Problem to work on:
The line containing "For every instance of the stacked" and every line after it, through the last, are to be extracted exactly; no other lines belong in the answer.
*** Dataset extract ***
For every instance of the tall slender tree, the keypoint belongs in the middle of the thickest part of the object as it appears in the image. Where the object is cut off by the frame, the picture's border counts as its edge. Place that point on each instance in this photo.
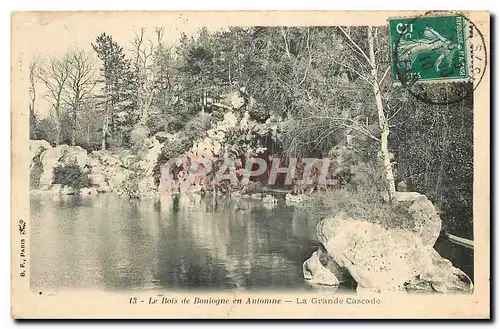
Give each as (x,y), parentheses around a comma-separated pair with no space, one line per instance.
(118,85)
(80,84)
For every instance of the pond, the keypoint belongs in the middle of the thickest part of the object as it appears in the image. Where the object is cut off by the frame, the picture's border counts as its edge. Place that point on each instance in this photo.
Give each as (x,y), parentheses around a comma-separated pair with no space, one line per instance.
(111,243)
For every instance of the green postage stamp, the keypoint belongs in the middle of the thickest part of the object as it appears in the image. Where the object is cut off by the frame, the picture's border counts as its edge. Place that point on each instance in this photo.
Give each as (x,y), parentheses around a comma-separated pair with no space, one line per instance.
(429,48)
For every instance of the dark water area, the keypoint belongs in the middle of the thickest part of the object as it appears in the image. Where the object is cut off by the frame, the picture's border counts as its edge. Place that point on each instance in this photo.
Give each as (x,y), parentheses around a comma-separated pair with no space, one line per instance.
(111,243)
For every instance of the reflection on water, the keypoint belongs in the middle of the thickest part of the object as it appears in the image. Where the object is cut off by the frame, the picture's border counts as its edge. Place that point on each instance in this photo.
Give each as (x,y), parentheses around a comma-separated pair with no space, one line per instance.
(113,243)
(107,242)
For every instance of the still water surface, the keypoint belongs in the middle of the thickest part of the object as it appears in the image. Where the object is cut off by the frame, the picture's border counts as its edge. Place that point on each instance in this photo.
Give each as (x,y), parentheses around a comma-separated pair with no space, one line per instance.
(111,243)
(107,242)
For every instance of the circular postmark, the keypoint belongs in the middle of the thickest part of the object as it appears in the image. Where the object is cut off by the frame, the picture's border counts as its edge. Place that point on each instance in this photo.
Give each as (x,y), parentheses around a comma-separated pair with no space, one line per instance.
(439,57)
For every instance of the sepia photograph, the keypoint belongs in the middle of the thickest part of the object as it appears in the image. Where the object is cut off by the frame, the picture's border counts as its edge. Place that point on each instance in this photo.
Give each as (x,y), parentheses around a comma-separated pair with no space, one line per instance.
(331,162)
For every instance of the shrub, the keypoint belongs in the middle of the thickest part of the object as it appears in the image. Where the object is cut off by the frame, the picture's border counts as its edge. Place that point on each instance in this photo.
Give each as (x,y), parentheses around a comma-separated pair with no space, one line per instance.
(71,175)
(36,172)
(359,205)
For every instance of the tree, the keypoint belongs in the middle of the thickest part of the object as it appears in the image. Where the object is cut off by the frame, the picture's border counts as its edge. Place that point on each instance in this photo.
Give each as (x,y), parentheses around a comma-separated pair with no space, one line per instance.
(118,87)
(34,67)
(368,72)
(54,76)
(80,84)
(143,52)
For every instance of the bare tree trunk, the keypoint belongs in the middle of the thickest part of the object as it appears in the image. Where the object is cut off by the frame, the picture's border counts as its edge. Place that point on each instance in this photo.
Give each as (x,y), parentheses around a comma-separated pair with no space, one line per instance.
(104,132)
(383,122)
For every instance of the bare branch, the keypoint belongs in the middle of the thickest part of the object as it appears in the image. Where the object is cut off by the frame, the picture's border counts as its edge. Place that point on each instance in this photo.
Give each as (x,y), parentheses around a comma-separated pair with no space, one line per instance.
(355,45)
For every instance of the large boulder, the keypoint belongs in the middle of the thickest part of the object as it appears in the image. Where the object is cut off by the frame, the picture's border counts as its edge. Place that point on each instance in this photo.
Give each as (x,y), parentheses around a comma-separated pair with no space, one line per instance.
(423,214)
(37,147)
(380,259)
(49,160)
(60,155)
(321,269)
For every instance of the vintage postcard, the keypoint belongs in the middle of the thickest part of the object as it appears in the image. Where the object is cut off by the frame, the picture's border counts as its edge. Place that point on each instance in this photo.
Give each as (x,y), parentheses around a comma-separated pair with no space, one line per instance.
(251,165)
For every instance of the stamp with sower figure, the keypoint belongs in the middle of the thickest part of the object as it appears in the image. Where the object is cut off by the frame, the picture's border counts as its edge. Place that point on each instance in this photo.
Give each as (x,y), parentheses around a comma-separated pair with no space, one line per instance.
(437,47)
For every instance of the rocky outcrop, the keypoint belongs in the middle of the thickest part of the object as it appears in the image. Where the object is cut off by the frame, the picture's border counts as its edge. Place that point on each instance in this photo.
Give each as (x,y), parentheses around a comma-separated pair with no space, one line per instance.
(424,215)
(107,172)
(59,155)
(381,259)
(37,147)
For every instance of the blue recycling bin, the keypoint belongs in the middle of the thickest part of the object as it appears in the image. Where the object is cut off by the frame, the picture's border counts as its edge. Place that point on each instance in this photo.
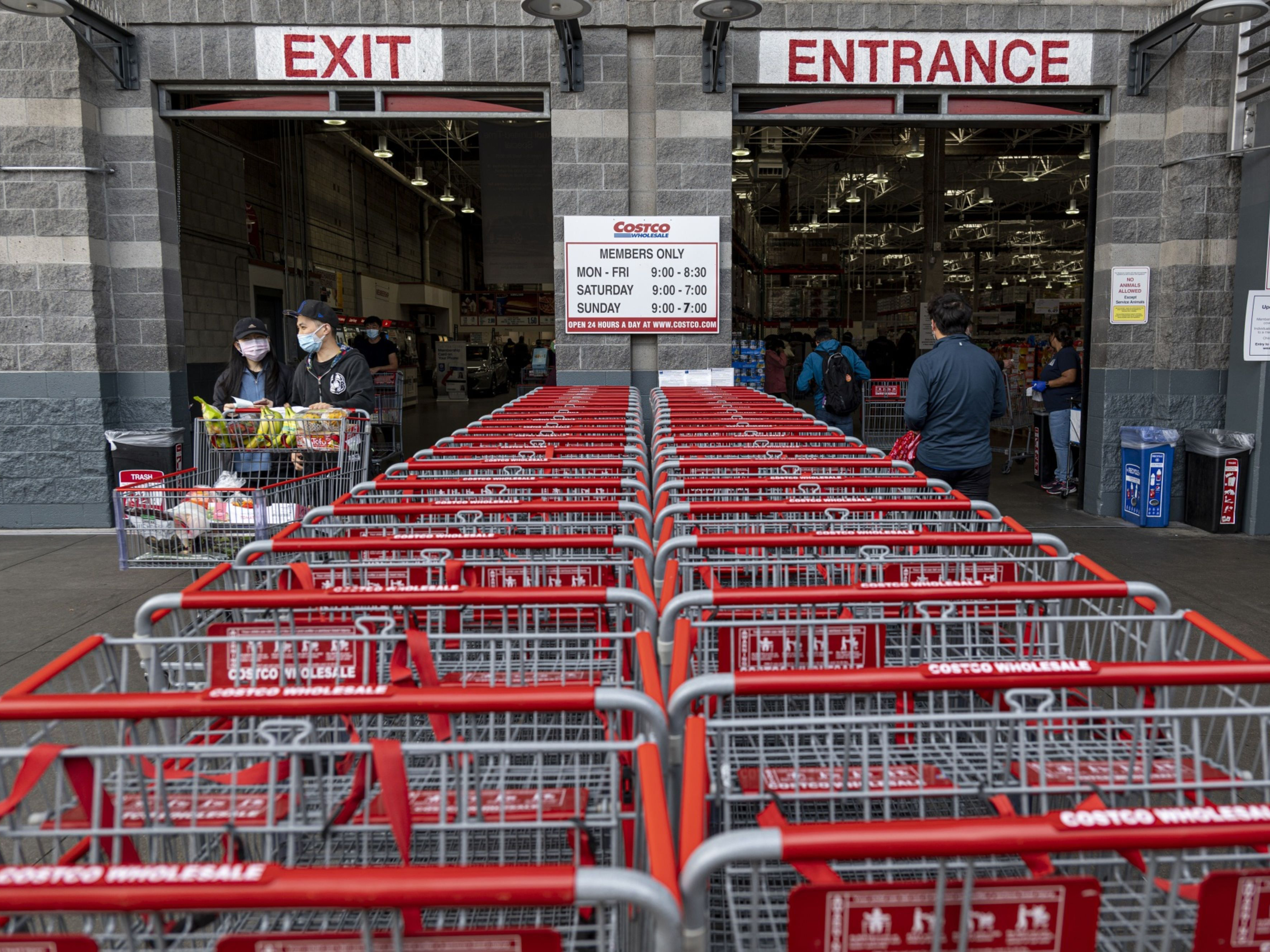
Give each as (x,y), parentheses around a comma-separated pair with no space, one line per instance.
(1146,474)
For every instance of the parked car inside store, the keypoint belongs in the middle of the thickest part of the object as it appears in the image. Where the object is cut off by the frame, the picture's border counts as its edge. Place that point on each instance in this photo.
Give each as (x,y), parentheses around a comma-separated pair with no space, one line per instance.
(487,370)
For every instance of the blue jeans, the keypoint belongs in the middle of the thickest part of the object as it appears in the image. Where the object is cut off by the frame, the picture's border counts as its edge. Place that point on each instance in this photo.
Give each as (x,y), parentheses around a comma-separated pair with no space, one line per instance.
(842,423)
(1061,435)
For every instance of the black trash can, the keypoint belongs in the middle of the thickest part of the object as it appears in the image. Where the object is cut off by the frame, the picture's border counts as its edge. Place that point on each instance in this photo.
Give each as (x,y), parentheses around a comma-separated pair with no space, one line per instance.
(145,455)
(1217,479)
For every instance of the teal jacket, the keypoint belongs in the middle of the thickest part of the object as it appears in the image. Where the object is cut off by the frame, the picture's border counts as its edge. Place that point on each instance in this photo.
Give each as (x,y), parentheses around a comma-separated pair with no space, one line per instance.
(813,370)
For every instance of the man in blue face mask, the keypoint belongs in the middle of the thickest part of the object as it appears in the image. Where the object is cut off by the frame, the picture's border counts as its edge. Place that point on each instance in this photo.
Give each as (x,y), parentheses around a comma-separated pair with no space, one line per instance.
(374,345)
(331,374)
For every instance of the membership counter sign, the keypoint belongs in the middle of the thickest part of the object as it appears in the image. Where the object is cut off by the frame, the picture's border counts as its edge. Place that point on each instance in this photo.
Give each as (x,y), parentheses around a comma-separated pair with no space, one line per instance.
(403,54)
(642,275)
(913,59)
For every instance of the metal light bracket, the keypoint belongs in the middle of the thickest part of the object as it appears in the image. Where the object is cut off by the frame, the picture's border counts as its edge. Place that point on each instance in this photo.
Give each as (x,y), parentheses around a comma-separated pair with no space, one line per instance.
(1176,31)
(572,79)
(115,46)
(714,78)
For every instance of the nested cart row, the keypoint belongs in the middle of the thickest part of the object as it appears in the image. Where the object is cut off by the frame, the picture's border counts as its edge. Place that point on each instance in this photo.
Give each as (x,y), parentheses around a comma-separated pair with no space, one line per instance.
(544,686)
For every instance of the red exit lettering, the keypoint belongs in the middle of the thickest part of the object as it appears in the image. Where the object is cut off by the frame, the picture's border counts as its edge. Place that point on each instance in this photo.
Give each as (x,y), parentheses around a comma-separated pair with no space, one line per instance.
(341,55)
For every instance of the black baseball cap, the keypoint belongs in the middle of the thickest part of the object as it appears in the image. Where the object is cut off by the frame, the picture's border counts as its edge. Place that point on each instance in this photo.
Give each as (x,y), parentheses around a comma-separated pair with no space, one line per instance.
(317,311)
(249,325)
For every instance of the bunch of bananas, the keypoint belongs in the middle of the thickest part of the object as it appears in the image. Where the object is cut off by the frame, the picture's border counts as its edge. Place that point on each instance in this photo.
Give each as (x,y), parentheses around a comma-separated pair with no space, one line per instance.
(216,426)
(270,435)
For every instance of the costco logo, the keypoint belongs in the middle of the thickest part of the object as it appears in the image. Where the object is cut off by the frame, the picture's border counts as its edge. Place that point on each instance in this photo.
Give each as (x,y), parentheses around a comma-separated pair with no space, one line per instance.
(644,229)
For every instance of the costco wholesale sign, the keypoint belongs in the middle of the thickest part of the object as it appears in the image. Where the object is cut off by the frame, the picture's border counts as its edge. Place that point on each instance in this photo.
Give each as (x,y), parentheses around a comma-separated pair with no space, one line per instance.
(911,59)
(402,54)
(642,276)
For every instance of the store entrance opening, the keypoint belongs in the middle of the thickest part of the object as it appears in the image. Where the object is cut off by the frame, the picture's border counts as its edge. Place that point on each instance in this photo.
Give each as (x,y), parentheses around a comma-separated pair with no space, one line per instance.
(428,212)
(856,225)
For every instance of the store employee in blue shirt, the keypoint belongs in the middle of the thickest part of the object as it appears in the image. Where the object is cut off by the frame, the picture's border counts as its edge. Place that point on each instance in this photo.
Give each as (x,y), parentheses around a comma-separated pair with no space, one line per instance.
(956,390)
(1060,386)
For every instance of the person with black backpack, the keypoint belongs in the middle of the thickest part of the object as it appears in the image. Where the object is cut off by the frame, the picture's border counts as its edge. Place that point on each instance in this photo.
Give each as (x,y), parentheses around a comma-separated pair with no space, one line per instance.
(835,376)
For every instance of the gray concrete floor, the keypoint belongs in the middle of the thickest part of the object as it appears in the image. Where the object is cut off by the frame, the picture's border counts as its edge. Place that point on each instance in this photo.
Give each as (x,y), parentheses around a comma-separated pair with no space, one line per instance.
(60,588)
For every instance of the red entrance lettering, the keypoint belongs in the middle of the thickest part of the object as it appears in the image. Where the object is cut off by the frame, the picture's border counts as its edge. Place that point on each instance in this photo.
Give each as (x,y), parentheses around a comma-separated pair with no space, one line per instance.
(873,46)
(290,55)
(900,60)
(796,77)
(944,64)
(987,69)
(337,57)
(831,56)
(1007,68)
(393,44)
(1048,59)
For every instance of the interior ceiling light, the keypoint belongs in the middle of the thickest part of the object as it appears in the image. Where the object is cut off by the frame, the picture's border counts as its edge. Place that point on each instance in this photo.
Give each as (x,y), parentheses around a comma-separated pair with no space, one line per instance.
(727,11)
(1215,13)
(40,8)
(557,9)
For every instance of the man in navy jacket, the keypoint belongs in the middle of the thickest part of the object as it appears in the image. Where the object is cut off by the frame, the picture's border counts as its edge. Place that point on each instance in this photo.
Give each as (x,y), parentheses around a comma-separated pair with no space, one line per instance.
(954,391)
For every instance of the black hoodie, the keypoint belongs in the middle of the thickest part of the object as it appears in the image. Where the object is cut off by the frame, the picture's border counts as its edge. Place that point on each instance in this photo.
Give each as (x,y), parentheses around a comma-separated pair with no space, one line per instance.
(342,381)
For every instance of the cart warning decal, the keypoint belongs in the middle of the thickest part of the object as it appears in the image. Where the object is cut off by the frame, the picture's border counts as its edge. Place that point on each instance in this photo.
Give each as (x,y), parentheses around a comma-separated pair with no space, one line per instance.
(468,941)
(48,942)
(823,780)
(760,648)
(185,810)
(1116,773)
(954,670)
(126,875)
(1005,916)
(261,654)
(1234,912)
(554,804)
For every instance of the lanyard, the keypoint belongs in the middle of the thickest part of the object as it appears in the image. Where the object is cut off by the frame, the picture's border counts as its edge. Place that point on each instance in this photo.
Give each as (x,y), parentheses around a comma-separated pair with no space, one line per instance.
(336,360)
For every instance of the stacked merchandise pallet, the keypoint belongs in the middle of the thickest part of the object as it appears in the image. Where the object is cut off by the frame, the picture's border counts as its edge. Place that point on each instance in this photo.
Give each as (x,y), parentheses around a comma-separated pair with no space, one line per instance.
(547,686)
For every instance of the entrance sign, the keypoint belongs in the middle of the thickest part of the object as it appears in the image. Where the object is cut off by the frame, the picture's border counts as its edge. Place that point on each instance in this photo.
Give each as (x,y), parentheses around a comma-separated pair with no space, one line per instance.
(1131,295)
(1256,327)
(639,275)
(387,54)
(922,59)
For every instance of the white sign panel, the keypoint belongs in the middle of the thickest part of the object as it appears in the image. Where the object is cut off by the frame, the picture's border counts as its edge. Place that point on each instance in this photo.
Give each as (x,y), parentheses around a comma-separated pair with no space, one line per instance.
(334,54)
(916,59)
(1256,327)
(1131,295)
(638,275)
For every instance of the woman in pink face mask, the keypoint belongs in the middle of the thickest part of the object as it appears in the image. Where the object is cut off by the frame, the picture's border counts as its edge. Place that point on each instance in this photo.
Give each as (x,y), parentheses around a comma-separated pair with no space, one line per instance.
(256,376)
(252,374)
***
Output of the exercise:
For every instance of the stacked merchandise pallet, the keypoint belongs in the middle of the thickest part of the object as it appears in the image. Where the object is cut off by the frame, the picture's border counts as its edge. Place that point on each instance in this photo.
Give each as (x,y), parentheses around a comma-separated pair with no space, one line per instance.
(547,686)
For every instance of the entrance sign, the keypoint belongs in the middle of the thickest part of the object as it appears in the image. Where the object is cut off by the frame, the picture's border counts as its edge. Place that point on each instance in this photo.
Give each as (x,y), parentheses around a comma-separated pair with no space, one line per instance.
(1131,295)
(1256,327)
(639,275)
(387,54)
(922,59)
For every instance of the white sign panel, the keypoint belongs in the middle of the thickest part of the object as it appears in the image. Where the object is cut off by the frame, the picture's border counts as its edge. Place that point on each instance in this photo.
Give each as (x,y), parentheses around a comma-separated pair with no space, one line per instance.
(334,54)
(916,59)
(1256,327)
(1131,295)
(638,275)
For every instance of the woman in pink face mask, the keypoint belongs in the middle of the thickest part of the object as it appears in the image. Where the object is cut off by the frame, the picture's border counts as its edge. Place that point on each instance in this photo.
Give each as (x,y), parentheses around a comma-separated pair with no space, one line per instance.
(256,376)
(252,374)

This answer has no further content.